- _RECORDS FOR PROCESSING_
---

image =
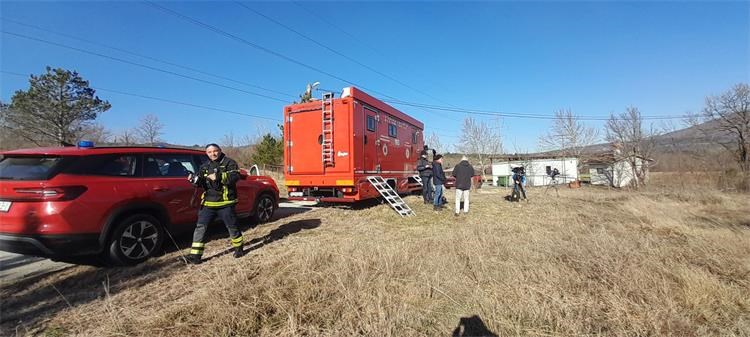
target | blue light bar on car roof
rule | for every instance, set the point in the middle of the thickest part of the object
(85, 143)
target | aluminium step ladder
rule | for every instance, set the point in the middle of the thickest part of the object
(327, 137)
(393, 199)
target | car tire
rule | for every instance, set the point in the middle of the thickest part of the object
(135, 239)
(264, 209)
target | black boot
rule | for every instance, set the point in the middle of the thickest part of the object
(238, 252)
(194, 259)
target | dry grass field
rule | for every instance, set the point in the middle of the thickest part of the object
(591, 262)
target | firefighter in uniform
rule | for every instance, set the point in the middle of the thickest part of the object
(218, 177)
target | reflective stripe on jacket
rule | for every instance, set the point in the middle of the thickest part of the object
(222, 191)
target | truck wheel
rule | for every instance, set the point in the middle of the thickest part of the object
(135, 239)
(264, 209)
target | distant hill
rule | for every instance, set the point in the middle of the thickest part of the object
(689, 139)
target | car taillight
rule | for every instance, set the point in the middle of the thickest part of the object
(61, 193)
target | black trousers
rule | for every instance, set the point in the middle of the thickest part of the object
(205, 217)
(427, 188)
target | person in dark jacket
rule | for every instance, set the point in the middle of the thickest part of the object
(463, 173)
(425, 174)
(519, 184)
(218, 178)
(438, 177)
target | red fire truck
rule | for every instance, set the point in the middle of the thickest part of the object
(332, 146)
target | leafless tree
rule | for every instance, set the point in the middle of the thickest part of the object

---

- _DESCRIPTION OF THE TASK_
Take from the listing above each line that contains the string "jacket".

- _OUTPUT FOR THIS EXERCISE_
target | reflective stripe on jacket
target | person in dark jacket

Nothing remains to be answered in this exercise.